**WORK ITEM**
Using the data that follows, state the number of lines holding the word "terrain", and give no other output.

--- INFORMATION SHOWN ---

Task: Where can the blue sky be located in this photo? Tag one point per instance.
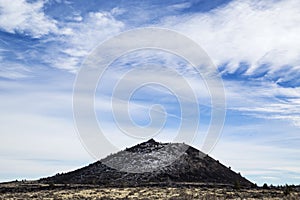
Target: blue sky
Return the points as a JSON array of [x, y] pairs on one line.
[[254, 44]]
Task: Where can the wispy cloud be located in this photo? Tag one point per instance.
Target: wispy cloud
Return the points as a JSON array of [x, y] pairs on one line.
[[26, 18], [256, 32]]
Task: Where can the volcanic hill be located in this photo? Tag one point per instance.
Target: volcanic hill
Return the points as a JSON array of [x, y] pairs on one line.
[[151, 160]]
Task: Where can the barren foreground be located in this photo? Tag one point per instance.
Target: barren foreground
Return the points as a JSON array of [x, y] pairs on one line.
[[39, 191]]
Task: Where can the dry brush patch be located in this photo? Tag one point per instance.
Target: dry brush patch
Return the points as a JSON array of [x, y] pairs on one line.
[[64, 192]]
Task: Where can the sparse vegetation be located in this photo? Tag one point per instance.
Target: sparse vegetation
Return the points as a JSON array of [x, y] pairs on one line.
[[41, 191]]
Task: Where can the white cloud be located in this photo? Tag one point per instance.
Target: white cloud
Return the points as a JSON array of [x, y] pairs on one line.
[[79, 38], [26, 18], [257, 32], [264, 100]]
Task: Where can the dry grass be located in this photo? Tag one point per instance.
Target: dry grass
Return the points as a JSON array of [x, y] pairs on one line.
[[13, 191]]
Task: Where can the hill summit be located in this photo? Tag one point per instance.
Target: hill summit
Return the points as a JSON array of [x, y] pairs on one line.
[[151, 163]]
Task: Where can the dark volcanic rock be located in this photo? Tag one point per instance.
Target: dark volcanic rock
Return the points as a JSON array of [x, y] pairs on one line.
[[155, 162]]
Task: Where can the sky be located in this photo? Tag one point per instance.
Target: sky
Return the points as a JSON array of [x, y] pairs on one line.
[[255, 46]]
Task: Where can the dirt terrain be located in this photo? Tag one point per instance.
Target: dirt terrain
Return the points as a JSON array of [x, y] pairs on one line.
[[33, 190]]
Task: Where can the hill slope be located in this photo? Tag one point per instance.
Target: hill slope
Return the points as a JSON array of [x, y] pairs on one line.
[[192, 166]]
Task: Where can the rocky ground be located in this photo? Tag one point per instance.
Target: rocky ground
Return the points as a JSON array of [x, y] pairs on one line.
[[49, 191]]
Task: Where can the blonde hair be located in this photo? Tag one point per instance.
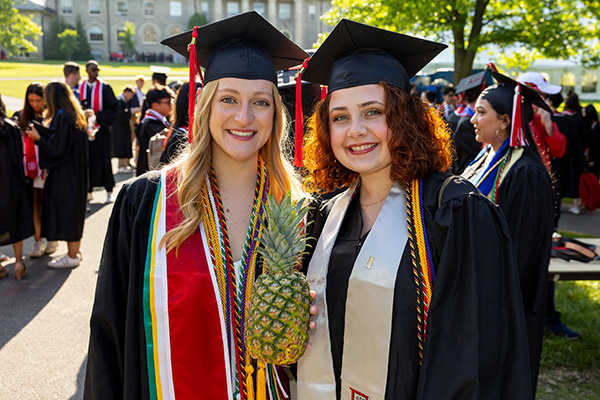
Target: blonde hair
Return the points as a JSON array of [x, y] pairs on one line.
[[194, 165], [59, 96]]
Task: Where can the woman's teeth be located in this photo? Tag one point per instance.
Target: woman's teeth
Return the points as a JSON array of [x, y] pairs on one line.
[[362, 147], [242, 133]]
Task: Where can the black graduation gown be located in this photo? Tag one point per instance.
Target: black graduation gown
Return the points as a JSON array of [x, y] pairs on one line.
[[526, 199], [63, 151], [100, 168], [116, 364], [594, 154], [16, 221], [121, 132], [476, 345], [175, 145], [149, 128], [465, 144]]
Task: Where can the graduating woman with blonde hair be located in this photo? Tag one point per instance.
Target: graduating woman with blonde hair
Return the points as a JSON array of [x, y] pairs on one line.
[[180, 254]]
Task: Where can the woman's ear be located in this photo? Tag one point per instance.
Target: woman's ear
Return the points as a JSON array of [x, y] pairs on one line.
[[505, 122]]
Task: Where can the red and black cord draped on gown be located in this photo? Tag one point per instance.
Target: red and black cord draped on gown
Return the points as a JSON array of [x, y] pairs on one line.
[[476, 340]]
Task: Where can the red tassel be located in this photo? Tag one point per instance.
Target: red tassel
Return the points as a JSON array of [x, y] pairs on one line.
[[491, 66], [299, 125], [517, 132], [192, 83]]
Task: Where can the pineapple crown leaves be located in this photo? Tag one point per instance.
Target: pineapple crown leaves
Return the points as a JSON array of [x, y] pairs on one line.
[[284, 240]]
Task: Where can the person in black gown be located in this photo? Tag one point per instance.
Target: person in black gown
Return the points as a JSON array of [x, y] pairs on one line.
[[511, 173], [98, 96], [121, 129], [16, 221], [162, 323], [63, 151], [415, 275], [160, 103]]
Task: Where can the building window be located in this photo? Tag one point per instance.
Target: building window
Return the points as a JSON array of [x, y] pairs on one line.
[[568, 81], [175, 8], [589, 83], [287, 33], [149, 8], [96, 34], [175, 31], [67, 6], [285, 11], [233, 8], [260, 8], [312, 12], [94, 6], [122, 7], [150, 35], [204, 8], [120, 31]]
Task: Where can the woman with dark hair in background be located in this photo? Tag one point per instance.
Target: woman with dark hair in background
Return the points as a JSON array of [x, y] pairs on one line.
[[510, 171], [591, 118], [177, 136], [32, 110], [577, 141], [415, 278], [16, 222], [62, 140]]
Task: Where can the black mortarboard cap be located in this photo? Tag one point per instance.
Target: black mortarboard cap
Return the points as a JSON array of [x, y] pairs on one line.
[[528, 94], [510, 97], [477, 80], [356, 54], [244, 46]]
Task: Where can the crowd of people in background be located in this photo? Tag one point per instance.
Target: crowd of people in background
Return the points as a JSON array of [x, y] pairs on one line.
[[509, 155], [51, 192]]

---

**TASK SOLUTION**
2